TEXTE CHOISI.

Bref : Jean-Claude Narcy, directeur adjoint de l’information de TF1, « prépara » Hervé Gaymard et Claire Chazal l’interrogea.
Compassion télégénique
Présentation des titres du journal : « Dans l’actualité de ce vendredi, la démission d’Hervé Gaymard pris dans la tourmente de l’affaire de son appartement [...] Hervé Gaymard reviendra sur ce départ précipité, ses raisons et ses sentiments aujourd’hui ». Des raisons, et comme on va le voir, surtout, des « sentiments ».
Après le point sur la situation d’Hervé Gaymard et un « Retour sur les moments forts de l’affaire Gaymard », vient le moment de l’interview. Nous n’avons retenu que les questions posées par Claire Chazal : leurs énoncés mettent en évidence comment elle tend à Hervé Gaymard toutes les perches nécessaires à une opération de communication.
- « Hervé Gaymard est avec nous ce soir. Merci beaucoup. » « Avec nous »... Pas « devant » les téléspectateurs.

EXTRAITS DE DONNÉES.
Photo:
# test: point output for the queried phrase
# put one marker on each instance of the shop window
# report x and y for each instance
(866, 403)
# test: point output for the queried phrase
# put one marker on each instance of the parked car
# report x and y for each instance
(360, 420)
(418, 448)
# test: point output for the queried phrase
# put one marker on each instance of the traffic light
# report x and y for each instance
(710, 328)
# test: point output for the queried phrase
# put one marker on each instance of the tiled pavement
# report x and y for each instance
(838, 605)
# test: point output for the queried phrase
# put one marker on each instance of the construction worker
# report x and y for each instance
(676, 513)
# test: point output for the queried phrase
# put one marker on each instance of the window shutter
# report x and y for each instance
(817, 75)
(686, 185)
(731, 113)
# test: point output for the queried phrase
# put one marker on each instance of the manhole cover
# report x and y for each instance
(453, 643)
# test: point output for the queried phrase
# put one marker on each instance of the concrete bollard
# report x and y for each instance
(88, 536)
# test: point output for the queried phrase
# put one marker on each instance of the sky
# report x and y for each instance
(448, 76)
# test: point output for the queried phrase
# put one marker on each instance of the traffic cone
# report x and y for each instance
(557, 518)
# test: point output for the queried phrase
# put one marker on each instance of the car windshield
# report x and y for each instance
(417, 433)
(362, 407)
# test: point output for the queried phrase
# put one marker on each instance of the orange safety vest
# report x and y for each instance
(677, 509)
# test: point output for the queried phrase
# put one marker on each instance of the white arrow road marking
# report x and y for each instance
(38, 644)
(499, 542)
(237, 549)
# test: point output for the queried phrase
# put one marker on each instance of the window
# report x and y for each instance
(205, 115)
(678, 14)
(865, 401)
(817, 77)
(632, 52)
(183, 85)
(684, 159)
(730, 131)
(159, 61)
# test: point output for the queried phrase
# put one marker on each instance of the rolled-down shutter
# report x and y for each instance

CONSIGNE. Quelles personnes le texte choisi désigne-t-il par leur prénom et leur nom ? Les items constituent un matériau distinct du texte choisi.

RÉSULTAT.
Jean-Claude Narcy
Hervé Gaymard
Claire Chazal